◆ Aim
Rewrite the records with each "leaf stem" changed to "petiole" and everything else left as it is, omitting the pictures.
++++
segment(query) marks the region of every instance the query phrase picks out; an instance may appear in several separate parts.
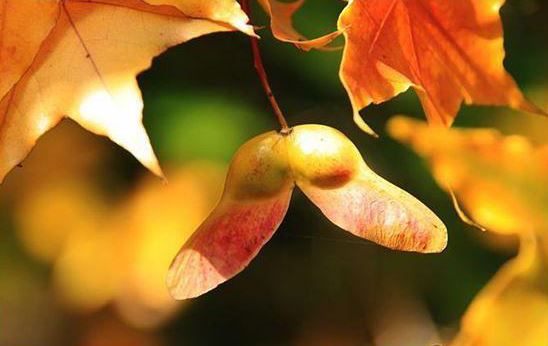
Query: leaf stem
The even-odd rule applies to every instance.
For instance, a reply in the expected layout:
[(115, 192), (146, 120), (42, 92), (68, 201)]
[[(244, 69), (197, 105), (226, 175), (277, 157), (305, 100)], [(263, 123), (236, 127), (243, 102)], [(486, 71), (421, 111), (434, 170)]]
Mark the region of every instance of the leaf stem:
[[(251, 22), (251, 7), (249, 5), (249, 0), (241, 0), (241, 5), (242, 5), (242, 9), (247, 14)], [(282, 127), (280, 132), (282, 134), (288, 134), (291, 130), (289, 126), (287, 125), (285, 116), (283, 115), (282, 110), (280, 109), (280, 106), (278, 105), (278, 101), (276, 101), (276, 98), (274, 97), (274, 94), (272, 93), (272, 89), (270, 88), (270, 83), (268, 82), (268, 76), (266, 74), (266, 71), (263, 65), (261, 52), (259, 50), (259, 40), (255, 36), (250, 36), (249, 40), (251, 41), (251, 50), (253, 52), (253, 65), (255, 66), (255, 70), (257, 70), (257, 75), (259, 76), (259, 80), (261, 81), (261, 84), (266, 93), (266, 96), (268, 97), (268, 100), (270, 101), (270, 104), (272, 105), (272, 109), (274, 110), (274, 114), (276, 115), (276, 120), (278, 120), (278, 123)]]

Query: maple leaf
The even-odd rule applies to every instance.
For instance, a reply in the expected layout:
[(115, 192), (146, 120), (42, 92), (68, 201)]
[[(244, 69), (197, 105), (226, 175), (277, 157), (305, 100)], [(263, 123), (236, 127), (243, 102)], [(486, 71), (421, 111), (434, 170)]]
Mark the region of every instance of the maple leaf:
[(438, 184), (454, 193), (470, 221), (503, 234), (548, 229), (548, 145), (405, 117), (391, 119), (388, 131), (430, 162)]
[(270, 28), (274, 37), (280, 41), (292, 43), (302, 50), (321, 49), (331, 43), (342, 32), (336, 30), (309, 40), (293, 27), (293, 14), (303, 5), (304, 0), (291, 3), (259, 0), (259, 3), (270, 16)]
[(522, 237), (518, 256), (466, 310), (451, 346), (543, 345), (548, 340), (547, 250), (542, 239)]
[(0, 4), (0, 180), (63, 117), (108, 136), (162, 174), (141, 123), (135, 75), (170, 46), (252, 28), (235, 0), (150, 2)]
[(504, 0), (351, 0), (339, 17), (340, 78), (359, 111), (413, 87), (431, 123), (449, 126), (462, 101), (542, 111), (504, 70)]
++++
◆ Written reply
segment(query) marks the region of every instance the query phrase picks out; an instance may appear in several separate parts.
Query: petiole
The even-odd rule applies to every instance.
For instance, a reply in the expected layout:
[(115, 192), (146, 120), (42, 92), (68, 201)]
[[(244, 69), (197, 105), (226, 175), (277, 157), (305, 100)], [(263, 123), (236, 127), (243, 102)], [(486, 71), (421, 111), (434, 170)]]
Mark the region of every instance of the petiole:
[[(251, 22), (251, 7), (249, 5), (249, 0), (241, 0), (241, 5), (242, 5), (242, 9), (247, 14)], [(282, 127), (280, 132), (282, 134), (288, 134), (291, 130), (289, 126), (287, 125), (285, 116), (283, 115), (282, 110), (280, 109), (280, 106), (278, 105), (278, 101), (276, 101), (276, 98), (274, 97), (274, 94), (272, 93), (272, 89), (270, 88), (270, 83), (268, 82), (268, 76), (266, 74), (266, 71), (263, 65), (261, 52), (259, 50), (259, 40), (255, 36), (250, 36), (249, 40), (251, 41), (251, 50), (253, 52), (253, 65), (255, 66), (255, 70), (257, 70), (257, 75), (259, 76), (259, 80), (261, 81), (261, 84), (266, 93), (266, 96), (268, 97), (268, 100), (270, 101), (270, 104), (272, 105), (272, 109), (274, 110), (274, 114), (276, 115), (276, 120), (278, 120), (278, 123)]]

Query: maple leaf
The even-odd rule applies to every instance.
For instance, a reply in the expected layout:
[(115, 192), (146, 120), (42, 92), (68, 201)]
[[(244, 69), (197, 105), (226, 175), (277, 157), (305, 100)], [(263, 123), (236, 127), (243, 102)], [(486, 71), (421, 111), (434, 170)]]
Mark the region of every instance of the maple leaf:
[(438, 184), (454, 193), (470, 221), (503, 234), (548, 229), (548, 145), (405, 117), (391, 119), (388, 131), (430, 162)]
[(270, 28), (274, 37), (280, 41), (292, 43), (302, 50), (321, 49), (331, 43), (342, 32), (336, 30), (309, 40), (293, 27), (293, 14), (303, 5), (304, 0), (291, 3), (259, 0), (259, 3), (270, 16)]
[(522, 237), (518, 256), (466, 310), (451, 346), (543, 345), (548, 340), (547, 250), (542, 239)]
[(0, 4), (0, 180), (63, 117), (108, 136), (162, 174), (141, 123), (135, 75), (170, 46), (252, 28), (235, 0), (150, 2)]
[(504, 0), (351, 0), (339, 17), (340, 78), (359, 111), (413, 87), (431, 123), (449, 126), (462, 101), (542, 111), (504, 70)]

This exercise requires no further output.